Rows from a box labeling dataset
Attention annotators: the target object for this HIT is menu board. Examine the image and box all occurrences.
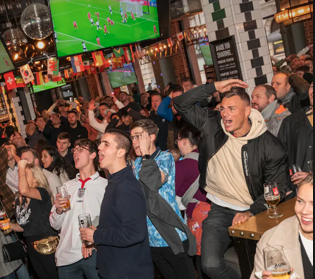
[210,36,242,81]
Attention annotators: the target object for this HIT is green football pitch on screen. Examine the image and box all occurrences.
[50,0,160,57]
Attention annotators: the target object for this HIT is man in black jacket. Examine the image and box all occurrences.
[174,80,289,279]
[66,110,89,147]
[278,83,313,184]
[80,129,154,279]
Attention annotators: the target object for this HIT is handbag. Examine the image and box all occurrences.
[2,235,27,263]
[32,236,59,256]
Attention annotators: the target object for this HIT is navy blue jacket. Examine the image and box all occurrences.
[94,167,154,279]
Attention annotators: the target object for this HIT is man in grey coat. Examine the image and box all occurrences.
[252,84,291,136]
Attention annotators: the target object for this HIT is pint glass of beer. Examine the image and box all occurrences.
[57,186,71,212]
[79,214,94,248]
[264,182,283,218]
[0,202,12,234]
[264,245,291,279]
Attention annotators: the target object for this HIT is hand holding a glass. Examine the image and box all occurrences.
[55,186,71,214]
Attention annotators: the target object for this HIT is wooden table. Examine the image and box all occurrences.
[229,198,296,279]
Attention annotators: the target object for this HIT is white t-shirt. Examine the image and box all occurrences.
[300,232,314,265]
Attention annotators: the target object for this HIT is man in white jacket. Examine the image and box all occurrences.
[50,139,107,279]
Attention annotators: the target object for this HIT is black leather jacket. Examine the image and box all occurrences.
[174,84,295,215]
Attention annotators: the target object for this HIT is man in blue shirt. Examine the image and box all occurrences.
[130,119,196,279]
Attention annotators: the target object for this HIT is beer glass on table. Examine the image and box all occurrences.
[79,214,94,248]
[264,182,283,218]
[264,245,291,279]
[0,202,12,234]
[57,186,71,212]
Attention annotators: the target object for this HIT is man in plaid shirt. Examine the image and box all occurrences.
[0,146,14,218]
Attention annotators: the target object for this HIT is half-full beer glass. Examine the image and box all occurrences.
[264,182,283,218]
[264,245,291,279]
[79,214,94,248]
[57,186,71,212]
[0,201,12,234]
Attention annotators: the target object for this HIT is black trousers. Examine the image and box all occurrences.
[151,240,196,279]
[26,237,59,279]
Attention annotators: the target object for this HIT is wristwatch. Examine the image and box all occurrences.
[142,154,151,160]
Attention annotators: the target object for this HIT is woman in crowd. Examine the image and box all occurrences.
[42,146,76,184]
[251,175,314,279]
[0,160,58,279]
[0,146,30,279]
[175,127,211,279]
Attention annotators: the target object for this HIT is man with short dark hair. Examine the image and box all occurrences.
[80,129,154,279]
[271,73,309,113]
[252,84,291,136]
[49,139,107,279]
[278,83,314,185]
[130,119,197,279]
[148,92,170,151]
[57,132,74,165]
[182,77,194,93]
[66,110,89,146]
[174,80,294,279]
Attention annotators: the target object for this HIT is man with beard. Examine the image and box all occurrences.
[80,129,154,279]
[174,79,294,279]
[252,84,291,136]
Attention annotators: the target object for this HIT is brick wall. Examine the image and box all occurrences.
[304,19,313,45]
[171,22,190,84]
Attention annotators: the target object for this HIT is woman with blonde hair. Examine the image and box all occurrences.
[251,174,314,279]
[0,160,58,279]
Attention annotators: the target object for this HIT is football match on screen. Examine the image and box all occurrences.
[50,0,160,57]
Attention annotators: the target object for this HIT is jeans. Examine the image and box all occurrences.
[151,240,196,279]
[0,264,30,279]
[58,251,100,279]
[201,204,241,279]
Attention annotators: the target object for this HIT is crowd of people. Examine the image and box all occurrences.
[0,48,313,279]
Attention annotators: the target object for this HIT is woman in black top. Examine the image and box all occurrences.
[3,160,59,279]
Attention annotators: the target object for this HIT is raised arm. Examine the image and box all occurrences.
[174,79,248,131]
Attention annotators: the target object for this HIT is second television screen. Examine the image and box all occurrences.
[50,0,160,57]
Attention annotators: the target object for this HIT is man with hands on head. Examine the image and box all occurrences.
[50,139,107,279]
[80,129,154,279]
[174,80,295,279]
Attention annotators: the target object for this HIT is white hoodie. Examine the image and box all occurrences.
[205,109,267,210]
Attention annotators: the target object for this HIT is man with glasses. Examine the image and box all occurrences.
[50,139,107,279]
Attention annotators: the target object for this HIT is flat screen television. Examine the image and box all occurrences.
[0,34,15,74]
[50,0,164,57]
[107,64,138,88]
[31,79,66,93]
[199,37,213,66]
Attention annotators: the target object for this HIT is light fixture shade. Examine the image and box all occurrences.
[2,27,28,46]
[21,4,53,40]
[275,0,313,25]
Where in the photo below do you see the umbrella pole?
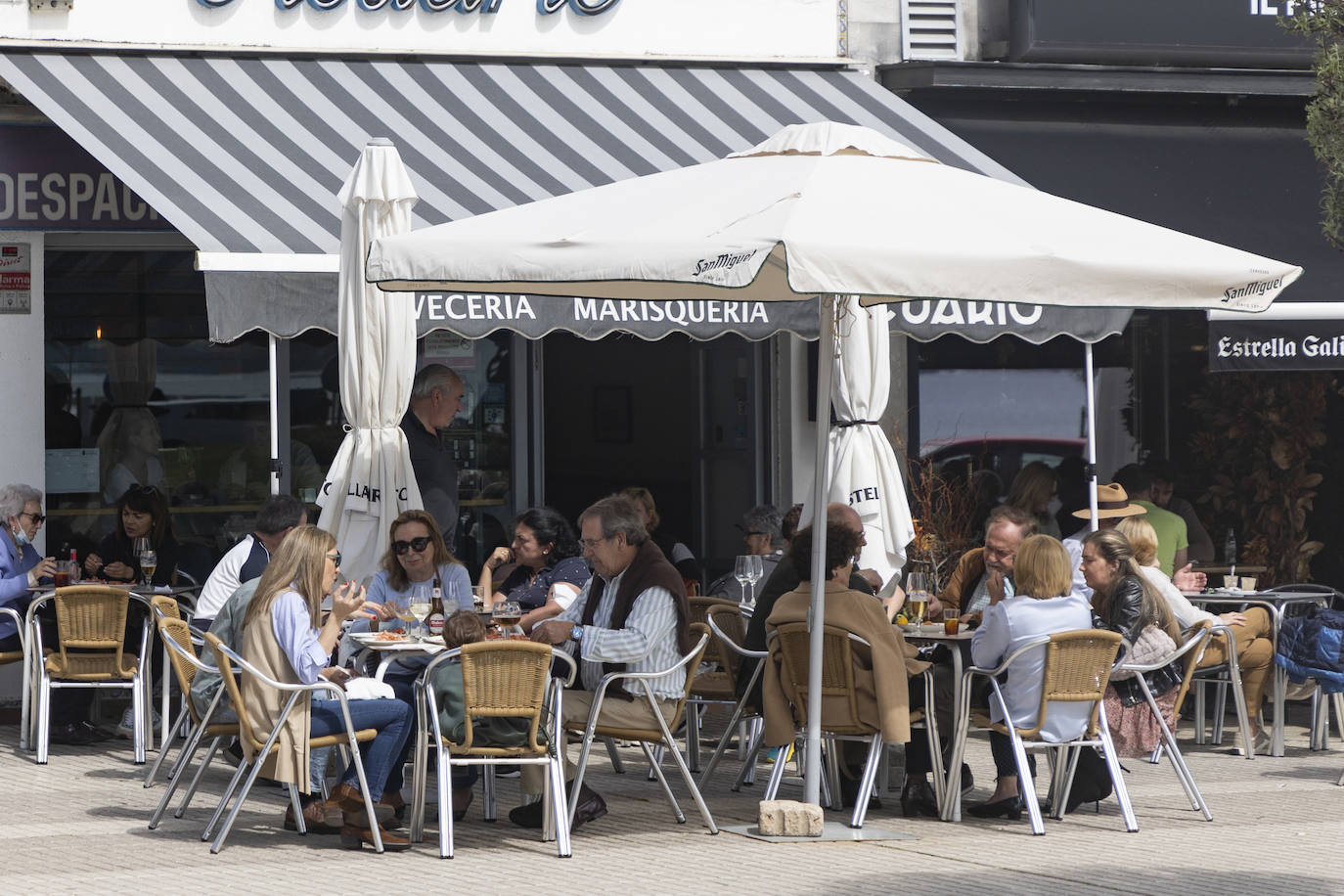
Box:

__Your objective__
Rewrite every line from the line with "beard. Examine the image and box all occurrences." up to and including the line with "[0,48,313,279]", adding 93 to each bounding box coordinate and keeping all other text unchanged.

__Solved problem__
Attention annotators: the target object for this HIT is man with beard. Examine the image and box all occurrences.
[173,222,247,372]
[267,172,387,372]
[345,177,384,229]
Attention annotators: the target object for this HIT is brick wall. Examine the image and box all occurrences.
[397,112,406,138]
[264,115,283,177]
Attention annotators: the target object for this HIT is woman with blonde hair. Examine the image and box all occurrences.
[344,267,407,372]
[93,253,151,372]
Attention annotators: the target object for this HIT is football match on screen. Examine the image and box all occurrences.
[143,93,253,150]
Attention annotators: the target object for this HIT is jeans. Examine the image and box all occurrences.
[244,333,289,372]
[93,357,123,372]
[151,344,193,372]
[294,297,334,372]
Attention annotators: the target object for this HIT is crowd of people. Examine the image and box all occurrences.
[93,141,406,372]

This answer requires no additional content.